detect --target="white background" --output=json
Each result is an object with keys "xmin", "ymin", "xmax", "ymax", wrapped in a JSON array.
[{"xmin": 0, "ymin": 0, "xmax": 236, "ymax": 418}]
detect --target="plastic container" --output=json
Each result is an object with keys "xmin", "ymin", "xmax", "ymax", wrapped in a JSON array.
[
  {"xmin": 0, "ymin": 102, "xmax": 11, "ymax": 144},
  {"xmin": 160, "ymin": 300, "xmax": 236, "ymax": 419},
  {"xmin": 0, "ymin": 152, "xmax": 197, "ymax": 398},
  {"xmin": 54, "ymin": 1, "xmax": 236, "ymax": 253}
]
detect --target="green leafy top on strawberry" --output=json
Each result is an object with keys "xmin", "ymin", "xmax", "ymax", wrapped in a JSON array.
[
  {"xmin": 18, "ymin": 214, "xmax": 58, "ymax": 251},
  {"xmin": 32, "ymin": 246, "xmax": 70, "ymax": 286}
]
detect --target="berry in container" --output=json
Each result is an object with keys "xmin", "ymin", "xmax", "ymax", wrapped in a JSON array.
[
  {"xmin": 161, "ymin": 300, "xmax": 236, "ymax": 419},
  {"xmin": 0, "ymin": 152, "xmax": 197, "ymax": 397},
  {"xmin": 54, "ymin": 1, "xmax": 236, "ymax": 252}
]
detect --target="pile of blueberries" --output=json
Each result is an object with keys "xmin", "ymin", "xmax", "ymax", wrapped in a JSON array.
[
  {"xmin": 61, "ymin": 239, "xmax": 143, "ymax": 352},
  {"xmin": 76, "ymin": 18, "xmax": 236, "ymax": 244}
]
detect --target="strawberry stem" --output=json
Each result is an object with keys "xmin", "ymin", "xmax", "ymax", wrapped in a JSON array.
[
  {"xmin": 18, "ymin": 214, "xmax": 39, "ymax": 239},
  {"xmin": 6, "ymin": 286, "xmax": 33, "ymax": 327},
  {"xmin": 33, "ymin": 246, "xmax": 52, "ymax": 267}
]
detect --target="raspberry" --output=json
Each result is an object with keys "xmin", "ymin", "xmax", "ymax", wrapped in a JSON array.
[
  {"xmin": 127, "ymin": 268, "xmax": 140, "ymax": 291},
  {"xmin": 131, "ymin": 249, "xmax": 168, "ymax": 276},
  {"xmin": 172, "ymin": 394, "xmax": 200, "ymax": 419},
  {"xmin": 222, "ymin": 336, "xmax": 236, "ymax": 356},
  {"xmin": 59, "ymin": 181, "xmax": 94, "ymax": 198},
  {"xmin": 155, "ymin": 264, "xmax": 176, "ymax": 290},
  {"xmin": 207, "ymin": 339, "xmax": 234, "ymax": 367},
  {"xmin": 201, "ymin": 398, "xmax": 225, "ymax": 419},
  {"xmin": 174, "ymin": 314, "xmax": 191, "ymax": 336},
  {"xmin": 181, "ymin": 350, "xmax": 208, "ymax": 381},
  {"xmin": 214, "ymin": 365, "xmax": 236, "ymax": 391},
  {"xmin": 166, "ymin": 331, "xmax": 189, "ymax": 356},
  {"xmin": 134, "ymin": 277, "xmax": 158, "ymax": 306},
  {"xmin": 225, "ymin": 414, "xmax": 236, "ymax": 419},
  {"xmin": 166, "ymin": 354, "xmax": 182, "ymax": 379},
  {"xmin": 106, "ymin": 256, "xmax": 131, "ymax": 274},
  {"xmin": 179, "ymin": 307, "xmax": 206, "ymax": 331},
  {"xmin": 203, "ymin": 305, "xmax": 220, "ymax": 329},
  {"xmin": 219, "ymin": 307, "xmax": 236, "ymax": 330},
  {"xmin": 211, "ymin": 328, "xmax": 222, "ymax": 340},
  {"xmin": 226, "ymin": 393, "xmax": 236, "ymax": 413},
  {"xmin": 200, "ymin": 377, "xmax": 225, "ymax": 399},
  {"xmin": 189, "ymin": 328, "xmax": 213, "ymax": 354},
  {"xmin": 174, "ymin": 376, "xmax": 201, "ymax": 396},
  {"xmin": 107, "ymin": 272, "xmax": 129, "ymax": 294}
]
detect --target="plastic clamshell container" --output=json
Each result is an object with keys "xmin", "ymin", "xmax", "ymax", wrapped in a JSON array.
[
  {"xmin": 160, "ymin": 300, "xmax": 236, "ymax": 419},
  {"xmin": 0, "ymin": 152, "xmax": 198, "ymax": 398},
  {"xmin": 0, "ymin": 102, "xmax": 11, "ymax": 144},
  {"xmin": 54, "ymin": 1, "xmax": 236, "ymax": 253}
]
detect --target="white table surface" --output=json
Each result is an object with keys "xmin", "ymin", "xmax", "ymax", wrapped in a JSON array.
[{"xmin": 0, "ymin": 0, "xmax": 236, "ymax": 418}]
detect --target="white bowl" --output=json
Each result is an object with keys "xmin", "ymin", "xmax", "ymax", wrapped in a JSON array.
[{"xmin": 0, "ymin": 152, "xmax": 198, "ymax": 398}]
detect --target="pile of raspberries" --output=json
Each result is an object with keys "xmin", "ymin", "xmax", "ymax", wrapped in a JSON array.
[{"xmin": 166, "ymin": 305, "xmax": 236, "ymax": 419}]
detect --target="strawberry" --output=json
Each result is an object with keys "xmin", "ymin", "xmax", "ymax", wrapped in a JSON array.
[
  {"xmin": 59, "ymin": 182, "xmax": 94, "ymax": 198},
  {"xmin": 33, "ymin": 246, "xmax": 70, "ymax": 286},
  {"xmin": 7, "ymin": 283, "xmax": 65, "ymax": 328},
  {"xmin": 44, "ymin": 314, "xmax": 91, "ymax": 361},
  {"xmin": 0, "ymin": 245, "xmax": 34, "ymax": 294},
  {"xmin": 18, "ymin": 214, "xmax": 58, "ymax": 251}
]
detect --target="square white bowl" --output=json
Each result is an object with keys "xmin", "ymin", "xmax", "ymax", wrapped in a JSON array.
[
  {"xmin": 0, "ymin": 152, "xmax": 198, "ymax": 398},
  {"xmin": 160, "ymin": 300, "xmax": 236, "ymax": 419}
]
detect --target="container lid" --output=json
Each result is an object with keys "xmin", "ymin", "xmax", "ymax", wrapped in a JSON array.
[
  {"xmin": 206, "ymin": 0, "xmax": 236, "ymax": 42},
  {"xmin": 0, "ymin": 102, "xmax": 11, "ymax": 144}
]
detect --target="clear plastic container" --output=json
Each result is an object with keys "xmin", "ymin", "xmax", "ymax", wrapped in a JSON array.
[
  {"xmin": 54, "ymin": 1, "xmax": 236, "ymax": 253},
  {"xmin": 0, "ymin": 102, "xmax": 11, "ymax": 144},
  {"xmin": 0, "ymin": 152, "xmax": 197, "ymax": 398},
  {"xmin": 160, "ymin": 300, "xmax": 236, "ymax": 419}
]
###
▶ PROBLEM DESCRIPTION:
Nothing in the data may differ; print all of it exactly as written.

▶ ANSWER:
detect --target="white background" --output=json
Each result is an object with keys "xmin", "ymin", "xmax", "ymax", wrapped in a JSON array.
[{"xmin": 0, "ymin": 0, "xmax": 236, "ymax": 418}]
detect --target="plastic container" --output=json
Each result is an object with keys "xmin", "ymin", "xmax", "ymax", wrapped in a JSON array.
[
  {"xmin": 0, "ymin": 102, "xmax": 11, "ymax": 144},
  {"xmin": 160, "ymin": 300, "xmax": 236, "ymax": 419},
  {"xmin": 0, "ymin": 152, "xmax": 197, "ymax": 398},
  {"xmin": 54, "ymin": 1, "xmax": 236, "ymax": 253}
]
detect --target="green leafy top on strawberry" --output=json
Each result is an object with keys "xmin", "ymin", "xmax", "ymax", wrapped in a JSON array.
[
  {"xmin": 18, "ymin": 214, "xmax": 58, "ymax": 251},
  {"xmin": 32, "ymin": 246, "xmax": 70, "ymax": 286}
]
detect --target="berry in container" --output=json
Each result is an object with keys "xmin", "ymin", "xmax", "ymax", wrapped in a JSON array.
[
  {"xmin": 161, "ymin": 300, "xmax": 236, "ymax": 419},
  {"xmin": 0, "ymin": 152, "xmax": 197, "ymax": 397},
  {"xmin": 54, "ymin": 1, "xmax": 236, "ymax": 252}
]
detect --target="pile of blueberries" --output=json
Each result is an object with keys "xmin", "ymin", "xmax", "ymax", wrapped in a JSON array.
[
  {"xmin": 61, "ymin": 239, "xmax": 143, "ymax": 352},
  {"xmin": 76, "ymin": 18, "xmax": 236, "ymax": 244}
]
detect --target="strawberry stem" --output=json
Each result is an object with keys "xmin", "ymin", "xmax", "ymax", wrapped in a JSON array.
[
  {"xmin": 18, "ymin": 214, "xmax": 39, "ymax": 239},
  {"xmin": 6, "ymin": 286, "xmax": 33, "ymax": 327},
  {"xmin": 33, "ymin": 246, "xmax": 52, "ymax": 267}
]
detect --target="raspberry" --output=json
Each result is an object with keys "xmin", "ymin", "xmax", "ymax", wrapped in a JSON array.
[
  {"xmin": 127, "ymin": 268, "xmax": 140, "ymax": 291},
  {"xmin": 131, "ymin": 249, "xmax": 168, "ymax": 276},
  {"xmin": 172, "ymin": 394, "xmax": 200, "ymax": 419},
  {"xmin": 222, "ymin": 336, "xmax": 236, "ymax": 356},
  {"xmin": 59, "ymin": 181, "xmax": 94, "ymax": 198},
  {"xmin": 155, "ymin": 264, "xmax": 176, "ymax": 290},
  {"xmin": 207, "ymin": 339, "xmax": 234, "ymax": 367},
  {"xmin": 201, "ymin": 398, "xmax": 225, "ymax": 419},
  {"xmin": 174, "ymin": 314, "xmax": 191, "ymax": 336},
  {"xmin": 181, "ymin": 350, "xmax": 208, "ymax": 381},
  {"xmin": 214, "ymin": 365, "xmax": 236, "ymax": 391},
  {"xmin": 166, "ymin": 331, "xmax": 189, "ymax": 356},
  {"xmin": 134, "ymin": 277, "xmax": 158, "ymax": 306},
  {"xmin": 225, "ymin": 414, "xmax": 236, "ymax": 419},
  {"xmin": 166, "ymin": 354, "xmax": 182, "ymax": 379},
  {"xmin": 106, "ymin": 256, "xmax": 131, "ymax": 274},
  {"xmin": 179, "ymin": 307, "xmax": 206, "ymax": 331},
  {"xmin": 203, "ymin": 305, "xmax": 220, "ymax": 329},
  {"xmin": 219, "ymin": 307, "xmax": 236, "ymax": 330},
  {"xmin": 211, "ymin": 328, "xmax": 222, "ymax": 340},
  {"xmin": 226, "ymin": 393, "xmax": 236, "ymax": 413},
  {"xmin": 200, "ymin": 377, "xmax": 225, "ymax": 399},
  {"xmin": 189, "ymin": 328, "xmax": 213, "ymax": 354},
  {"xmin": 174, "ymin": 376, "xmax": 201, "ymax": 396},
  {"xmin": 107, "ymin": 272, "xmax": 129, "ymax": 294}
]
detect --target="plastic clamshell container" --output=json
Each result is an object with keys "xmin", "ymin", "xmax", "ymax", wrapped in a JSON array.
[
  {"xmin": 160, "ymin": 300, "xmax": 236, "ymax": 419},
  {"xmin": 0, "ymin": 152, "xmax": 198, "ymax": 398},
  {"xmin": 0, "ymin": 102, "xmax": 11, "ymax": 144},
  {"xmin": 54, "ymin": 1, "xmax": 236, "ymax": 253}
]
detect --target="white table surface" --output=json
Each result is an object with keys "xmin", "ymin", "xmax", "ymax", wrapped in a JSON array.
[{"xmin": 0, "ymin": 0, "xmax": 236, "ymax": 418}]
detect --target="white bowl" --output=json
Each result is an object with keys "xmin", "ymin", "xmax", "ymax", wrapped in a JSON array.
[{"xmin": 0, "ymin": 152, "xmax": 198, "ymax": 398}]
detect --target="pile of raspberries" --output=json
Each result is an object with keys "xmin", "ymin", "xmax", "ymax", wrapped in a JSON array.
[{"xmin": 166, "ymin": 305, "xmax": 236, "ymax": 419}]
detect --target="strawberry" --output=json
Each result is an object with keys "xmin", "ymin", "xmax", "ymax", wrapped in a JSON array.
[
  {"xmin": 59, "ymin": 182, "xmax": 94, "ymax": 198},
  {"xmin": 33, "ymin": 246, "xmax": 70, "ymax": 286},
  {"xmin": 7, "ymin": 283, "xmax": 65, "ymax": 328},
  {"xmin": 44, "ymin": 314, "xmax": 91, "ymax": 361},
  {"xmin": 0, "ymin": 245, "xmax": 34, "ymax": 294},
  {"xmin": 18, "ymin": 214, "xmax": 58, "ymax": 251}
]
detect --target="square white bowl" --output=json
Each result is an object with keys "xmin", "ymin", "xmax", "ymax", wrapped in a JSON array.
[
  {"xmin": 0, "ymin": 152, "xmax": 198, "ymax": 398},
  {"xmin": 160, "ymin": 300, "xmax": 236, "ymax": 419}
]
detect --target="container lid" --output=json
Each result is an object with keys "xmin", "ymin", "xmax", "ymax", wrapped in a JSON array.
[
  {"xmin": 206, "ymin": 0, "xmax": 236, "ymax": 42},
  {"xmin": 0, "ymin": 102, "xmax": 11, "ymax": 144}
]
detect --target="clear plastic container" --output=json
Each result is an object with keys "xmin", "ymin", "xmax", "ymax", wrapped in a JSON array.
[
  {"xmin": 54, "ymin": 1, "xmax": 236, "ymax": 253},
  {"xmin": 0, "ymin": 102, "xmax": 11, "ymax": 144},
  {"xmin": 0, "ymin": 152, "xmax": 197, "ymax": 398},
  {"xmin": 160, "ymin": 300, "xmax": 236, "ymax": 419}
]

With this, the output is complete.